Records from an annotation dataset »
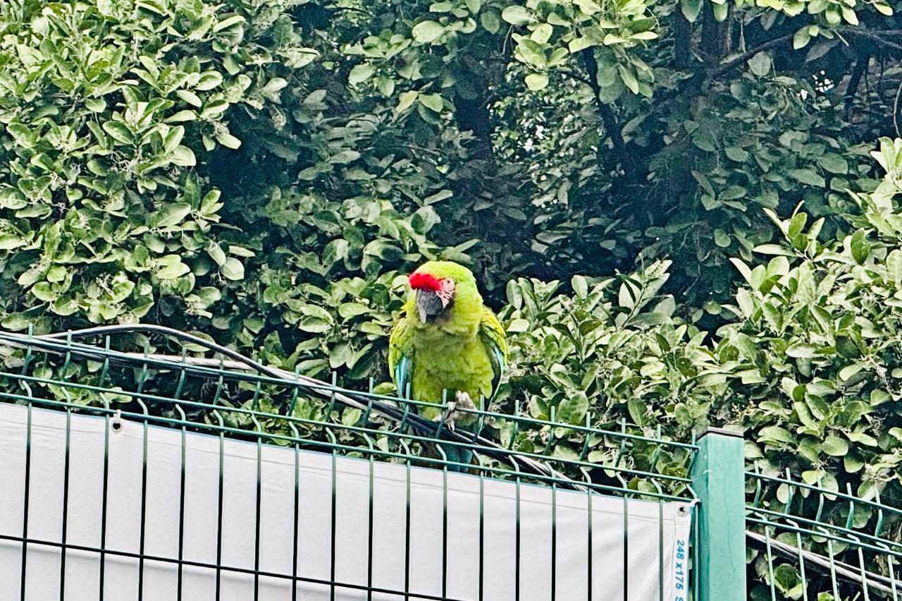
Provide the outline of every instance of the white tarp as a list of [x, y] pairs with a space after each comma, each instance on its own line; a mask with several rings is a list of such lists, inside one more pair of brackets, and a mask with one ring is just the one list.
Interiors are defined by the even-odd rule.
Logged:
[[[25, 486], [26, 408], [0, 403], [0, 535], [23, 535]], [[125, 421], [109, 433], [106, 549], [137, 553], [141, 536], [143, 427]], [[183, 558], [216, 563], [219, 439], [187, 435]], [[73, 415], [67, 543], [100, 545], [103, 507], [104, 421]], [[60, 411], [32, 411], [28, 538], [60, 541], [63, 519], [63, 467], [66, 417]], [[293, 539], [295, 453], [264, 445], [261, 469], [260, 570], [291, 575], [295, 545], [298, 575], [330, 581], [332, 456], [299, 454], [299, 523]], [[253, 569], [257, 498], [257, 447], [226, 440], [224, 453], [221, 565]], [[178, 558], [181, 432], [147, 429], [147, 496], [144, 553]], [[335, 580], [366, 586], [369, 522], [367, 461], [338, 458], [336, 462]], [[407, 480], [403, 466], [374, 463], [373, 586], [404, 590]], [[442, 473], [414, 467], [410, 474], [410, 599], [442, 595]], [[449, 599], [479, 598], [479, 478], [447, 476], [447, 592]], [[483, 598], [514, 599], [516, 496], [511, 482], [484, 480], [484, 560]], [[557, 598], [588, 597], [587, 495], [557, 489]], [[681, 511], [682, 509], [682, 511]], [[592, 599], [673, 601], [685, 597], [686, 538], [691, 518], [686, 505], [594, 495], [592, 500]], [[663, 519], [659, 519], [659, 511]], [[552, 493], [520, 486], [520, 599], [547, 601], [552, 580]], [[624, 522], [628, 536], [624, 541]], [[658, 589], [658, 533], [663, 533], [663, 596]], [[626, 550], [624, 549], [626, 544]], [[628, 587], [624, 596], [624, 554]], [[60, 598], [58, 547], [30, 543], [24, 598]], [[0, 599], [20, 598], [22, 543], [0, 539]], [[185, 566], [182, 598], [216, 598], [216, 572]], [[684, 580], [685, 582], [685, 580]], [[70, 549], [66, 556], [65, 598], [99, 597], [99, 557]], [[106, 555], [105, 599], [137, 599], [138, 559]], [[291, 598], [290, 578], [260, 578], [259, 598]], [[298, 598], [329, 598], [329, 587], [298, 581]], [[177, 597], [177, 564], [145, 560], [143, 598]], [[223, 570], [220, 599], [253, 597], [253, 576]], [[366, 592], [338, 587], [340, 600], [365, 599]], [[374, 593], [373, 599], [404, 599]]]

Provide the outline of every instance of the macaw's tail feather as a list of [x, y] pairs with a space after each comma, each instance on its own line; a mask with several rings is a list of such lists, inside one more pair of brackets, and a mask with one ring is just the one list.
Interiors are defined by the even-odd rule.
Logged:
[[473, 461], [473, 451], [458, 445], [440, 444], [448, 462], [449, 472], [465, 472], [466, 466]]

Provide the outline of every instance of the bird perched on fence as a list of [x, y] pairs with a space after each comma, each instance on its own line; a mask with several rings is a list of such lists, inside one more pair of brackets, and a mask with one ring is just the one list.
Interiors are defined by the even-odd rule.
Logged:
[[[498, 391], [507, 365], [504, 328], [483, 304], [473, 273], [456, 263], [429, 261], [410, 274], [403, 313], [389, 338], [389, 372], [399, 395], [410, 385], [415, 401], [440, 403], [447, 410], [421, 407], [420, 415], [442, 420], [454, 430], [476, 421], [461, 409], [487, 403]], [[469, 463], [472, 453], [443, 446], [452, 461]]]

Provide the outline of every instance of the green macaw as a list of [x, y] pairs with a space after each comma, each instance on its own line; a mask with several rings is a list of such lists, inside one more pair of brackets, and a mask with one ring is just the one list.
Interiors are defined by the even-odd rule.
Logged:
[[[486, 405], [498, 392], [507, 366], [504, 328], [488, 307], [473, 273], [456, 263], [429, 261], [410, 274], [403, 313], [389, 338], [389, 372], [399, 395], [440, 403], [447, 391], [448, 409], [422, 407], [428, 420], [445, 421], [454, 430], [476, 421], [481, 397]], [[474, 402], [475, 401], [475, 402]], [[459, 414], [459, 417], [457, 417]], [[448, 458], [469, 463], [471, 453], [444, 446]]]

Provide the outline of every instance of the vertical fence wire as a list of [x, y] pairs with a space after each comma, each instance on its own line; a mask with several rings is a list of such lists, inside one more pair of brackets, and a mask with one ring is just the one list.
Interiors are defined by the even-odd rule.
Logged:
[[[109, 351], [110, 342], [108, 337], [105, 339], [106, 349], [105, 351], [110, 352], [111, 356], [113, 352]], [[67, 365], [69, 362], [69, 357], [67, 356]], [[299, 596], [299, 583], [302, 580], [311, 580], [308, 578], [303, 577], [301, 575], [303, 566], [301, 564], [301, 555], [299, 552], [300, 545], [302, 544], [301, 539], [304, 534], [300, 527], [300, 516], [301, 508], [303, 504], [303, 487], [301, 483], [301, 453], [306, 451], [306, 445], [317, 443], [320, 448], [325, 448], [329, 449], [329, 456], [331, 457], [331, 507], [330, 507], [330, 516], [329, 516], [329, 532], [330, 532], [330, 549], [329, 549], [329, 576], [328, 579], [319, 580], [320, 584], [328, 587], [329, 596], [331, 599], [336, 599], [338, 596], [339, 590], [345, 590], [346, 587], [350, 587], [352, 588], [358, 588], [366, 591], [367, 599], [373, 598], [373, 595], [376, 591], [382, 591], [375, 582], [375, 577], [377, 575], [374, 559], [377, 557], [375, 547], [375, 531], [374, 525], [376, 523], [375, 509], [377, 506], [377, 491], [375, 486], [375, 466], [377, 459], [382, 460], [387, 459], [395, 462], [400, 462], [404, 469], [404, 496], [405, 496], [405, 507], [404, 507], [404, 523], [405, 523], [405, 532], [404, 532], [404, 550], [403, 550], [403, 590], [396, 591], [399, 595], [403, 595], [405, 599], [410, 599], [414, 597], [419, 598], [436, 598], [436, 599], [450, 599], [449, 594], [451, 594], [450, 580], [449, 580], [449, 569], [451, 569], [450, 562], [452, 558], [449, 556], [450, 553], [450, 534], [454, 524], [451, 522], [451, 513], [450, 505], [451, 499], [449, 498], [449, 485], [451, 475], [459, 471], [470, 471], [473, 475], [476, 476], [474, 481], [474, 485], [478, 486], [478, 502], [479, 502], [479, 514], [478, 514], [478, 541], [476, 542], [477, 549], [477, 558], [478, 558], [478, 576], [477, 579], [474, 581], [474, 587], [477, 589], [477, 597], [480, 601], [483, 599], [489, 598], [487, 581], [491, 575], [492, 578], [496, 578], [497, 575], [492, 574], [489, 571], [487, 566], [488, 551], [487, 551], [487, 520], [489, 519], [490, 513], [488, 513], [488, 508], [486, 505], [486, 491], [488, 485], [488, 480], [492, 477], [501, 477], [509, 479], [512, 484], [512, 496], [514, 502], [514, 515], [513, 515], [513, 563], [514, 563], [514, 573], [511, 578], [511, 593], [517, 601], [520, 601], [521, 597], [521, 588], [523, 582], [523, 570], [522, 570], [522, 559], [523, 559], [523, 526], [522, 522], [524, 513], [522, 512], [522, 503], [523, 503], [523, 486], [527, 485], [527, 481], [530, 485], [541, 485], [547, 487], [549, 494], [550, 499], [550, 555], [548, 557], [548, 563], [550, 568], [550, 581], [548, 582], [549, 589], [549, 598], [554, 601], [558, 598], [568, 598], [567, 593], [565, 590], [564, 583], [565, 577], [562, 576], [562, 569], [565, 567], [564, 564], [560, 562], [560, 550], [561, 544], [564, 539], [562, 536], [566, 536], [565, 532], [568, 531], [563, 530], [559, 523], [559, 519], [561, 518], [563, 511], [569, 511], [563, 509], [564, 506], [559, 504], [560, 491], [564, 487], [573, 487], [574, 482], [569, 480], [564, 476], [555, 475], [553, 477], [539, 477], [536, 475], [526, 475], [520, 471], [520, 464], [517, 461], [513, 461], [511, 466], [512, 469], [507, 468], [504, 466], [496, 465], [493, 460], [484, 461], [481, 457], [480, 453], [480, 438], [481, 432], [487, 423], [491, 423], [492, 421], [502, 419], [511, 420], [512, 428], [514, 435], [511, 437], [511, 440], [506, 443], [508, 449], [512, 453], [513, 457], [522, 456], [523, 458], [529, 458], [532, 460], [534, 458], [542, 458], [547, 461], [554, 462], [553, 465], [558, 467], [558, 468], [563, 468], [566, 470], [572, 470], [574, 476], [581, 476], [584, 479], [584, 485], [579, 485], [576, 486], [579, 490], [583, 490], [585, 493], [585, 510], [586, 510], [586, 520], [585, 520], [585, 583], [586, 583], [586, 597], [591, 599], [594, 597], [594, 594], [597, 594], [597, 591], [594, 591], [594, 569], [595, 566], [594, 561], [594, 546], [595, 546], [595, 532], [594, 532], [594, 500], [596, 498], [597, 495], [612, 495], [615, 496], [620, 496], [622, 500], [622, 578], [623, 578], [623, 592], [624, 599], [630, 598], [630, 578], [632, 576], [630, 571], [630, 541], [629, 528], [630, 524], [630, 499], [644, 499], [648, 501], [653, 501], [657, 503], [657, 519], [658, 519], [658, 547], [657, 547], [657, 597], [658, 601], [663, 601], [665, 596], [665, 548], [664, 548], [664, 522], [665, 522], [665, 512], [664, 506], [666, 501], [677, 501], [680, 499], [690, 499], [692, 495], [686, 494], [684, 496], [680, 496], [681, 493], [678, 492], [682, 488], [683, 492], [686, 493], [687, 489], [686, 483], [687, 478], [684, 478], [685, 482], [680, 482], [679, 476], [668, 476], [663, 473], [657, 473], [655, 470], [658, 467], [658, 454], [660, 452], [661, 445], [673, 444], [667, 441], [657, 440], [653, 439], [647, 439], [640, 435], [631, 434], [627, 432], [625, 423], [621, 424], [621, 431], [618, 432], [603, 432], [601, 430], [596, 430], [591, 427], [589, 421], [586, 421], [584, 426], [574, 426], [572, 424], [559, 424], [556, 421], [554, 408], [551, 410], [551, 419], [545, 421], [537, 420], [525, 415], [520, 415], [519, 412], [519, 407], [515, 410], [512, 415], [502, 415], [492, 413], [484, 405], [484, 400], [481, 399], [479, 403], [479, 409], [475, 411], [477, 413], [476, 425], [474, 427], [475, 432], [473, 433], [472, 438], [469, 442], [456, 441], [448, 443], [448, 448], [455, 448], [456, 451], [465, 451], [470, 453], [475, 458], [476, 461], [474, 464], [462, 464], [458, 461], [452, 460], [447, 455], [446, 455], [443, 449], [443, 445], [436, 444], [435, 441], [438, 439], [438, 437], [442, 435], [442, 430], [444, 427], [443, 422], [439, 421], [437, 427], [436, 432], [432, 435], [431, 439], [428, 437], [424, 437], [418, 432], [413, 430], [409, 430], [410, 426], [405, 427], [404, 423], [401, 423], [400, 429], [397, 430], [382, 430], [382, 426], [380, 422], [372, 422], [370, 421], [370, 411], [372, 409], [372, 399], [376, 398], [377, 395], [372, 394], [372, 384], [369, 397], [371, 399], [371, 403], [365, 408], [363, 418], [358, 419], [357, 421], [354, 423], [342, 423], [342, 411], [336, 411], [337, 405], [337, 395], [336, 393], [339, 389], [336, 387], [336, 377], [333, 375], [331, 388], [326, 388], [326, 390], [330, 391], [327, 406], [324, 411], [320, 413], [316, 413], [316, 410], [311, 414], [309, 411], [308, 402], [303, 394], [299, 393], [299, 387], [288, 388], [290, 391], [290, 398], [286, 399], [283, 402], [285, 404], [281, 405], [286, 408], [286, 413], [284, 415], [276, 415], [272, 412], [271, 407], [273, 406], [273, 402], [267, 396], [270, 394], [269, 392], [264, 389], [270, 386], [276, 385], [275, 383], [268, 381], [262, 376], [247, 376], [241, 375], [237, 376], [235, 374], [229, 373], [222, 365], [222, 360], [220, 359], [219, 366], [216, 367], [205, 367], [206, 372], [200, 370], [198, 371], [198, 374], [191, 375], [193, 373], [187, 364], [187, 358], [182, 354], [181, 361], [177, 364], [167, 364], [167, 365], [158, 365], [154, 363], [156, 359], [149, 355], [145, 348], [144, 356], [142, 361], [139, 361], [137, 365], [134, 365], [134, 371], [133, 374], [135, 376], [135, 385], [133, 390], [130, 393], [127, 389], [119, 388], [118, 384], [122, 384], [124, 380], [120, 378], [126, 377], [127, 374], [119, 374], [116, 372], [117, 368], [113, 368], [109, 363], [109, 357], [106, 357], [103, 360], [102, 369], [99, 377], [99, 386], [97, 384], [83, 384], [83, 383], [67, 383], [59, 380], [51, 380], [50, 382], [56, 386], [62, 386], [66, 398], [64, 401], [59, 399], [53, 399], [52, 397], [41, 398], [40, 402], [42, 405], [47, 405], [51, 407], [60, 407], [65, 410], [66, 415], [66, 439], [65, 439], [65, 451], [63, 457], [63, 504], [62, 504], [62, 525], [61, 533], [60, 538], [60, 543], [57, 545], [60, 548], [60, 600], [65, 598], [66, 595], [66, 582], [67, 582], [67, 554], [71, 545], [69, 542], [69, 487], [70, 487], [70, 462], [71, 462], [71, 416], [73, 411], [77, 412], [90, 412], [99, 413], [104, 420], [104, 434], [103, 434], [103, 445], [104, 445], [104, 457], [103, 457], [103, 490], [102, 490], [102, 499], [101, 499], [101, 509], [100, 509], [100, 541], [99, 545], [96, 548], [96, 552], [97, 553], [99, 559], [99, 598], [103, 599], [105, 595], [106, 595], [106, 559], [111, 556], [115, 557], [126, 557], [131, 558], [134, 560], [134, 565], [137, 568], [137, 598], [139, 601], [147, 595], [151, 587], [151, 580], [148, 579], [149, 566], [155, 566], [159, 561], [169, 561], [173, 564], [176, 578], [176, 598], [183, 598], [183, 590], [186, 586], [186, 571], [185, 568], [187, 566], [196, 566], [203, 569], [212, 569], [215, 574], [215, 589], [216, 597], [220, 597], [224, 594], [224, 578], [227, 572], [236, 572], [244, 573], [252, 577], [253, 586], [253, 598], [260, 599], [263, 598], [262, 595], [263, 587], [265, 583], [268, 582], [268, 578], [271, 576], [277, 576], [280, 578], [287, 578], [291, 585], [291, 598], [292, 600], [297, 598], [302, 598]], [[27, 364], [27, 362], [26, 362]], [[171, 386], [174, 391], [170, 389], [167, 394], [163, 394], [161, 391], [160, 384], [158, 383], [153, 383], [152, 381], [158, 375], [154, 374], [154, 370], [161, 370], [161, 373], [172, 373], [171, 377]], [[167, 371], [168, 370], [168, 371]], [[27, 367], [25, 369], [27, 372]], [[27, 377], [25, 377], [27, 375]], [[29, 383], [37, 383], [41, 386], [46, 384], [45, 376], [35, 376], [28, 375], [27, 374], [23, 377], [18, 379], [14, 379], [9, 377], [10, 374], [0, 373], [0, 384], [4, 382], [12, 382], [16, 385], [22, 387], [27, 387]], [[193, 393], [188, 392], [191, 388], [191, 379], [192, 377], [212, 379], [215, 382], [215, 391], [212, 393], [212, 402], [204, 401], [202, 399], [197, 399], [198, 392]], [[295, 373], [295, 381], [297, 378], [297, 371]], [[231, 378], [235, 378], [235, 382], [232, 382]], [[81, 406], [83, 402], [76, 401], [69, 397], [68, 391], [71, 387], [73, 391], [78, 391], [82, 398], [84, 394], [94, 393], [95, 389], [104, 388], [105, 383], [109, 382], [110, 385], [106, 390], [112, 391], [115, 394], [120, 396], [125, 396], [127, 401], [123, 402], [122, 399], [117, 399], [117, 402], [126, 402], [131, 404], [122, 404], [122, 410], [113, 410], [109, 407], [109, 403], [106, 401], [103, 393], [97, 391], [97, 393], [100, 395], [103, 399], [103, 407], [95, 406]], [[116, 383], [116, 387], [114, 387], [113, 383]], [[245, 386], [245, 389], [253, 389], [253, 399], [249, 402], [241, 404], [235, 403], [233, 398], [230, 396], [235, 393], [236, 390], [241, 389], [241, 384], [236, 384], [235, 383], [245, 383], [249, 384], [249, 386]], [[205, 384], [206, 385], [206, 384]], [[283, 383], [279, 383], [278, 385], [284, 386]], [[324, 386], [327, 386], [324, 384]], [[29, 391], [30, 392], [30, 391]], [[195, 395], [192, 397], [192, 394]], [[204, 393], [207, 394], [207, 393]], [[250, 393], [249, 393], [250, 394]], [[5, 401], [10, 400], [14, 402], [20, 402], [15, 393], [6, 393], [0, 390], [0, 398]], [[208, 398], [208, 396], [207, 396]], [[399, 402], [403, 401], [399, 399]], [[167, 404], [168, 403], [168, 404]], [[405, 407], [405, 420], [407, 419], [407, 411], [410, 407], [415, 407], [414, 404], [403, 405]], [[443, 403], [446, 405], [446, 403]], [[278, 406], [278, 405], [276, 405]], [[307, 409], [301, 411], [299, 409], [301, 406], [306, 406]], [[27, 424], [26, 424], [26, 448], [25, 448], [25, 485], [23, 489], [23, 528], [22, 528], [22, 561], [21, 561], [21, 574], [20, 574], [20, 595], [21, 598], [24, 600], [26, 598], [26, 586], [28, 581], [28, 554], [29, 554], [29, 545], [34, 544], [32, 540], [30, 538], [29, 530], [29, 521], [30, 521], [30, 507], [32, 504], [30, 502], [30, 478], [29, 476], [32, 473], [33, 466], [32, 465], [32, 402], [31, 400], [27, 402], [28, 415], [27, 415]], [[132, 408], [138, 411], [132, 411]], [[157, 412], [161, 411], [161, 408], [164, 408], [166, 411], [169, 411], [170, 415], [158, 414]], [[187, 410], [190, 410], [190, 413]], [[101, 411], [102, 410], [102, 411]], [[126, 411], [127, 410], [127, 411]], [[200, 421], [198, 420], [198, 416], [203, 416]], [[296, 415], [302, 415], [304, 417], [296, 417]], [[309, 416], [313, 417], [309, 417]], [[318, 416], [322, 417], [318, 417]], [[273, 432], [268, 428], [272, 428], [270, 425], [272, 422], [273, 416], [277, 418], [278, 421], [281, 421], [280, 427], [283, 428], [284, 433], [280, 433], [278, 430]], [[267, 420], [267, 425], [264, 426], [262, 422], [262, 418]], [[109, 528], [114, 524], [109, 524], [108, 522], [108, 511], [109, 511], [109, 495], [110, 495], [110, 459], [111, 459], [111, 432], [117, 432], [122, 429], [122, 420], [128, 419], [137, 421], [141, 424], [141, 500], [140, 500], [140, 522], [138, 527], [138, 549], [137, 552], [128, 552], [124, 550], [117, 550], [115, 549], [109, 549], [107, 547], [107, 532], [110, 532]], [[243, 426], [244, 422], [247, 422], [247, 427]], [[150, 439], [150, 428], [152, 423], [160, 423], [164, 426], [170, 426], [177, 428], [179, 431], [178, 438], [178, 460], [179, 460], [179, 469], [178, 469], [178, 493], [179, 493], [179, 517], [178, 517], [178, 541], [177, 541], [177, 551], [174, 558], [160, 558], [148, 553], [148, 550], [151, 548], [149, 541], [152, 539], [149, 537], [148, 528], [149, 528], [149, 512], [153, 511], [149, 504], [149, 486], [151, 485], [149, 482], [149, 470], [151, 468], [150, 464], [150, 450], [149, 450], [149, 439]], [[514, 446], [514, 438], [516, 438], [517, 433], [520, 431], [520, 428], [523, 427], [524, 424], [530, 426], [530, 424], [538, 424], [542, 427], [549, 428], [551, 436], [545, 441], [544, 448], [537, 448], [535, 451], [532, 450], [521, 450]], [[300, 431], [299, 430], [299, 426], [304, 427], [304, 430]], [[585, 442], [583, 445], [582, 453], [579, 454], [579, 458], [554, 458], [553, 451], [555, 445], [557, 443], [557, 432], [559, 429], [566, 426], [571, 430], [583, 429], [583, 435], [585, 437]], [[531, 426], [530, 426], [531, 427]], [[343, 435], [347, 437], [346, 433], [350, 433], [353, 437], [362, 438], [366, 440], [365, 446], [356, 445], [351, 443], [345, 443], [339, 441], [339, 437], [333, 432], [333, 429], [340, 430]], [[189, 454], [188, 452], [189, 445], [188, 441], [189, 437], [192, 436], [192, 431], [208, 432], [213, 433], [216, 436], [216, 446], [217, 448], [216, 460], [217, 460], [217, 474], [216, 476], [216, 559], [215, 563], [212, 565], [205, 564], [200, 561], [189, 560], [186, 558], [186, 520], [188, 519], [188, 508], [186, 506], [187, 498], [187, 486], [189, 484]], [[317, 437], [319, 434], [325, 432], [326, 439], [320, 443]], [[380, 446], [378, 448], [376, 445], [373, 444], [372, 439], [370, 439], [371, 434], [380, 434], [382, 436], [388, 436], [389, 439], [389, 450], [386, 448]], [[621, 440], [620, 450], [617, 454], [617, 458], [611, 464], [604, 464], [603, 466], [594, 465], [587, 460], [589, 447], [589, 438], [591, 436], [616, 436], [620, 435], [617, 439]], [[226, 550], [225, 548], [225, 535], [226, 524], [224, 522], [224, 513], [226, 504], [226, 495], [231, 493], [226, 492], [226, 476], [231, 477], [231, 474], [226, 474], [226, 440], [232, 436], [244, 437], [246, 439], [253, 441], [255, 445], [255, 489], [254, 489], [254, 516], [253, 516], [253, 526], [254, 526], [254, 541], [253, 541], [253, 569], [239, 569], [237, 567], [226, 566], [224, 563], [224, 559], [226, 555]], [[407, 439], [405, 439], [405, 437]], [[343, 440], [344, 440], [343, 439]], [[392, 443], [391, 440], [396, 440]], [[417, 445], [417, 449], [412, 449], [409, 447], [409, 441], [413, 442]], [[280, 575], [272, 574], [265, 571], [264, 566], [262, 565], [263, 556], [262, 554], [262, 548], [263, 541], [261, 538], [262, 532], [262, 522], [263, 520], [263, 457], [264, 457], [264, 447], [268, 442], [274, 442], [279, 445], [288, 445], [290, 448], [292, 449], [292, 469], [293, 469], [293, 485], [291, 487], [292, 506], [290, 507], [290, 521], [291, 521], [291, 534], [293, 541], [293, 549], [291, 550], [290, 556], [290, 574]], [[118, 443], [116, 443], [118, 445]], [[391, 446], [394, 444], [399, 449], [402, 448], [403, 452], [399, 450], [397, 453], [391, 450]], [[444, 444], [444, 443], [443, 443]], [[658, 445], [655, 447], [655, 451], [652, 458], [649, 462], [650, 465], [651, 472], [641, 472], [631, 467], [627, 467], [622, 465], [621, 460], [630, 452], [632, 452], [632, 446], [636, 444], [652, 444]], [[433, 458], [429, 455], [429, 448], [432, 448], [433, 453], [437, 454], [437, 458]], [[338, 472], [338, 460], [339, 458], [345, 454], [351, 452], [352, 448], [354, 448], [356, 453], [362, 454], [367, 460], [367, 485], [368, 485], [368, 499], [367, 499], [367, 559], [366, 559], [366, 578], [365, 586], [361, 585], [351, 585], [350, 583], [339, 582], [338, 580], [338, 569], [337, 569], [337, 553], [339, 546], [336, 544], [336, 536], [343, 527], [338, 524], [338, 487], [339, 482], [337, 479]], [[694, 448], [692, 445], [686, 445], [686, 454], [687, 456], [692, 456], [694, 453]], [[303, 449], [303, 450], [302, 450]], [[578, 449], [577, 449], [578, 451]], [[457, 453], [456, 453], [456, 457]], [[440, 583], [440, 596], [430, 596], [422, 594], [420, 592], [411, 590], [411, 586], [413, 584], [412, 580], [412, 560], [411, 560], [411, 520], [412, 520], [412, 488], [411, 488], [411, 474], [414, 469], [414, 462], [422, 463], [424, 467], [435, 467], [439, 468], [440, 478], [441, 478], [441, 504], [442, 504], [442, 522], [441, 522], [441, 583]], [[231, 464], [230, 464], [231, 465]], [[599, 468], [607, 470], [607, 476], [602, 476]], [[154, 472], [155, 473], [155, 472]], [[601, 481], [599, 481], [599, 476], [602, 476]], [[637, 481], [637, 479], [644, 479], [650, 484], [650, 487], [648, 489], [635, 489], [632, 487], [630, 481], [627, 477], [632, 478], [632, 482]], [[456, 476], [455, 476], [456, 477]], [[604, 478], [607, 477], [608, 480]], [[660, 479], [663, 483], [667, 485], [667, 487], [663, 487], [658, 483], [658, 479]], [[578, 484], [578, 483], [577, 483]], [[674, 492], [676, 490], [677, 492]], [[650, 491], [650, 492], [649, 492]], [[657, 492], [655, 492], [657, 491]], [[116, 524], [118, 527], [118, 524]], [[569, 526], [568, 526], [569, 528]], [[155, 539], [153, 539], [155, 540]], [[43, 544], [39, 543], [39, 544]], [[78, 547], [78, 549], [90, 550], [91, 547]], [[456, 562], [456, 558], [455, 558], [455, 562]], [[568, 569], [570, 566], [566, 566]], [[572, 578], [572, 577], [566, 577]], [[867, 585], [865, 585], [867, 586]], [[382, 591], [385, 592], [385, 591]], [[389, 591], [391, 592], [391, 591]], [[112, 592], [109, 594], [112, 596]]]

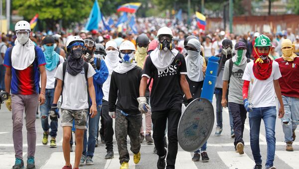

What is required »
Pick out every line of the records above that contains the word "space", and copy each one in full. Case counts.

Solution for this problem »
Provide the outline of every instance of the white tarp as a list of [x, y] pairs with a space after each comma, each instance on its own line; a mask with several rings is a list of such lists, inside one more pair of brackets, and a mask with one ring is just the one list.
Provide the outline of every instance of the macaw's tail feather as a list of [x, y] pairs with a space after each comma, each instance on its own line; a mask with several rings is a list of such lists, inside one more pair of brackets, and a mask with one ring is just the one list.
Provide the outline of every instance of the bird perched on fence as a list of [x, y] pairs with a space after each comma, each instance on its own line; a mask with several rings is a list of such lists, inside one more pair of brackets, and a mask with one ring is just the one list.
Provide the outline of every instance of the green macaw as a list of [x, y] pairs with a space after each comma, each instance on its own line; a mask with several rings is a list of such lists, inside one more pair of brackets, and a mask with one ring is just the one list.
Provide the outline of every instance of the vertical fence wire as a list of [x, y] pairs with a space after each comma, each instance on its own line; a mask with several rings is a list of such lists, inside one more pair of brackets, and a mask with one ring is just the one list.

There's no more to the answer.